### Brief
Copy the passage of the stonewalling tips that begins at the words "If your partner" and stops after "think clearly again.", substituting "Acceptance" for every "Validation".

### Provided text

12 Tips for Dealing With Stonewalling

1. Stay Calm

The first step is to not panic. A stonewaller can be very frustrating, but it's important to stay calm and not get angry or emotional. They have probably been behaving like this for a long time, and they're used to getting their way. If you show them that they're making you feel bad or anxious, they'll just dig in deeper.


Another possibility is that miscommunication and arguments have been going on for so long in the relationship that the person has shut down, down and given up trying to communicate.


The sooner you seek relationship counselling the better before further damage is done.


2. Don't Take it Personally

Their behaviour may seem like a personal attack on you or your relationship, but it isn't—it's either about control and power or learned helplessness. They have either learned this coping skill from their family of origin or it has developed as a result of problematic dynamics in their relationship communication.


3. Avoid Blame

It is best to avoid blame as it will further drive a wedge between your partner and you. Instead, understand that there is a problem either with the communication between you which needs to be addressed. Again, this can be addressed through couples counselling.


4. Give Each Other Space

When your partner is stonewalling, it’s important to give them some space. When someone is angry or upset, they often need a little bit of time before they are able to talk about what happened and how they feel. By giving your partner some space, you can help make sure that they aren’t pushed into a corner where they feel like they have no other option but to shut down completely.


If you try too hard to get your partner talking right away, this could end up backfiring because it only makes them want to stonewall more! Instead of making the person talk about what happened when there isn’t much progress being made, allow your partner and yourself time out.


5. Don't Try to Fix the Situation

When people are angry, they're often not looking for advice but just want to vent, especially females. Males tend to just want to go straight to a fix which women find incredibly frustrating as they do not feel heard and supported. Men can struggle with this gender difference in communication. Instead:


  • Listen without judgement or criticism,

  • Give them your attention, including eye contact,

  • Reflect on what they are saying and how they are feeling, even if you do not agree,

  • Don't offer unsolicited advice or argue with them, and

  • Don't try to reason with them, as this can make them feel defensive and shut down even more.

6. Acknowledge Their Problem and Validate it

Acknowledge their problem, and validate that it’s real.


If your partner is stonewalling, they most likely have a good reason for doing so. They may be feeling angry or hurt by something you’ve said or done.


Whatever the cause, it will help to acknowledge their feelings and validate them. Validation doesn’t mean agreeing with what they are feeling. Validation means acknowledging the feelings as valid and important. It makes them feel understood and allows a better connection between you both.


It can also help to express empathy for how difficult things are for them right now: “I can see how hard this must be for you!” This type of statement lets them know that you understand how they feel and gives them permission not to talk about why or what to do next just yet — at least until they calm down enough to think clearly again.


7. Don't Apologise

Don't apologise too much or say something like "I'm sorry that you feel that way." This can frustrate the other person further and make them feel attacked.


Apologising is an easy way to diffuse your frustration, but it can also be counterproductive. In these situations, you’re likely to feel like you've apologised too much and that the other person is just being unreasonable. This will only make them angrier.

### Provided data
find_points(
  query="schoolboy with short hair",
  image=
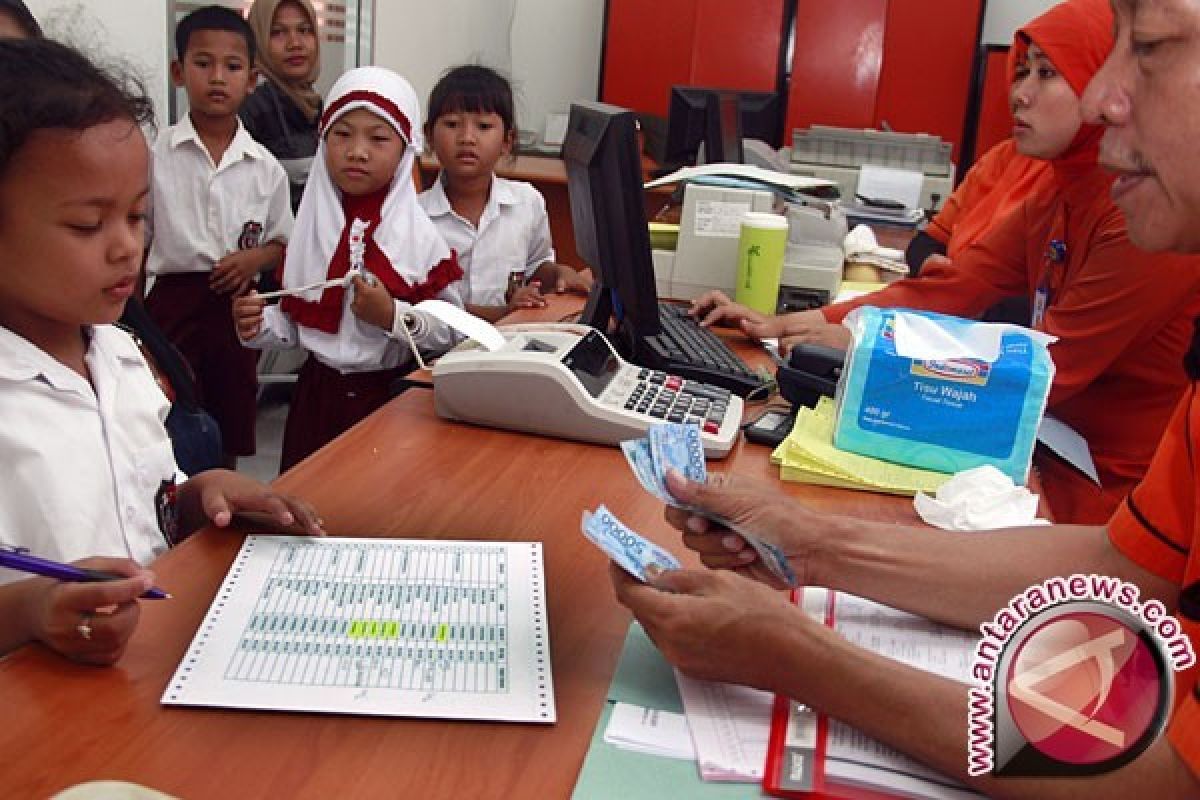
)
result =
(221, 215)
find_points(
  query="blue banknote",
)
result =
(679, 446)
(624, 546)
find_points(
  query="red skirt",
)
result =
(327, 403)
(199, 324)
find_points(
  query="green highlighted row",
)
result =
(378, 629)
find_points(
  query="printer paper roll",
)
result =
(465, 323)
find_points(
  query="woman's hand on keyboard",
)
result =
(715, 308)
(822, 332)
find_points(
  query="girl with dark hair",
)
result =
(17, 22)
(90, 465)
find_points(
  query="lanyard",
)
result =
(1051, 262)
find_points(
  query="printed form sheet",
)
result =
(393, 627)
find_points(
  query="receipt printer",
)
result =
(813, 260)
(568, 382)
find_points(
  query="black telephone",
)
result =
(811, 371)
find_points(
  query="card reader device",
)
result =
(568, 382)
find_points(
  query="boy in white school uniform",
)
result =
(221, 215)
(497, 227)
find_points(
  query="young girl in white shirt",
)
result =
(88, 465)
(497, 227)
(359, 210)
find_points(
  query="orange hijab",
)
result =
(1075, 36)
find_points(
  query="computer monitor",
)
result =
(699, 114)
(604, 181)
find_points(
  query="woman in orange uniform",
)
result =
(1122, 316)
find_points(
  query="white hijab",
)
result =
(405, 234)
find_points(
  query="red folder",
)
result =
(798, 769)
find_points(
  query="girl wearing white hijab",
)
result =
(359, 211)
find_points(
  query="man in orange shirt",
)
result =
(726, 625)
(1122, 316)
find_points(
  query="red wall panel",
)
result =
(736, 46)
(835, 66)
(648, 48)
(995, 118)
(927, 67)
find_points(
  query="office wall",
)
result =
(130, 32)
(551, 48)
(653, 46)
(1003, 17)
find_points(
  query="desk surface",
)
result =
(401, 473)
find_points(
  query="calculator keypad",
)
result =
(673, 400)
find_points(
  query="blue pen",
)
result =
(16, 559)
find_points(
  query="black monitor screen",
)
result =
(689, 122)
(604, 180)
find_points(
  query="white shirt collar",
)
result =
(241, 146)
(23, 360)
(437, 204)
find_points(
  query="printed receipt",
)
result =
(467, 324)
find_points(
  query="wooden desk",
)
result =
(400, 473)
(549, 175)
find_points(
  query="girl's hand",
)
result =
(89, 623)
(214, 497)
(715, 308)
(247, 316)
(373, 304)
(527, 296)
(568, 280)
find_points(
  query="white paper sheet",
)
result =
(649, 731)
(891, 184)
(382, 626)
(730, 727)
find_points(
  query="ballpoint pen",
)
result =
(15, 558)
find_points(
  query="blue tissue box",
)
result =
(948, 414)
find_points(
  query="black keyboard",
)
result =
(689, 350)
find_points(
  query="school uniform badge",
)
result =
(251, 235)
(167, 511)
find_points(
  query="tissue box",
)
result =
(942, 392)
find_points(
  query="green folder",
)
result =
(643, 678)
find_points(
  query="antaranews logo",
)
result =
(1073, 677)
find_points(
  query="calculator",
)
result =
(568, 382)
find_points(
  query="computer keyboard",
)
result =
(687, 349)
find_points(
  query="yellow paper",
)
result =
(808, 456)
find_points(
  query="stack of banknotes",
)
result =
(666, 446)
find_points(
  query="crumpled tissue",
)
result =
(982, 498)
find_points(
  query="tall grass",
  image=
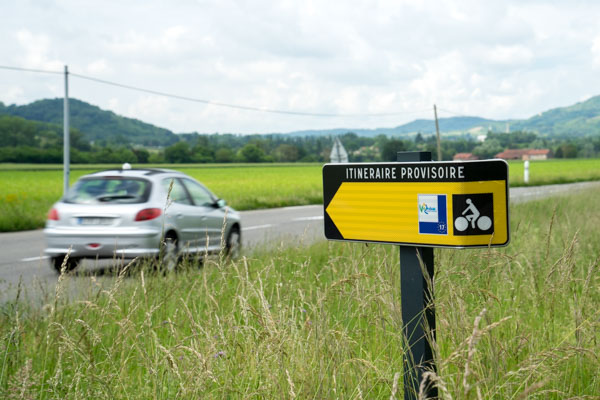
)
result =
(323, 322)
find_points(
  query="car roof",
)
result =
(137, 172)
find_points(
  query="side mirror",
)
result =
(221, 203)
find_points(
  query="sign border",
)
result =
(330, 226)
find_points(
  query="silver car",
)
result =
(129, 213)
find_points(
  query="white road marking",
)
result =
(34, 258)
(250, 228)
(318, 217)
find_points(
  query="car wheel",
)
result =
(233, 247)
(57, 262)
(169, 253)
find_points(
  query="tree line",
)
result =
(25, 141)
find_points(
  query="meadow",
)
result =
(28, 191)
(320, 322)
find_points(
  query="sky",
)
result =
(324, 64)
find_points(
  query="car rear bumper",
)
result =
(104, 243)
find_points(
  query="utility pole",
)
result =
(66, 140)
(437, 131)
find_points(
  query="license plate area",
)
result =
(94, 221)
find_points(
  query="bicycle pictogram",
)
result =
(474, 219)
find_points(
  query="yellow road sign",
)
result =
(440, 204)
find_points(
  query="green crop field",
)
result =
(28, 191)
(27, 194)
(322, 322)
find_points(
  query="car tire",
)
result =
(57, 263)
(169, 254)
(233, 245)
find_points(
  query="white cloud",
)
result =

### Task solution
If your partner is stonewalling, they most likely have a good reason for doing so. They may be feeling angry or hurt by something you’ve said or done.


Whatever the cause, it will help to acknowledge their feelings and validate them. Acceptance doesn’t mean agreeing with what they are feeling. Acceptance means acknowledging the feelings as valid and important. It makes them feel understood and allows a better connection between you both.


It can also help to express empathy for how difficult things are for them right now: “I can see how hard this must be for you!” This type of statement lets them know that you understand how they feel and gives them permission not to talk about why or what to do next just yet — at least until they calm down enough to think clearly again.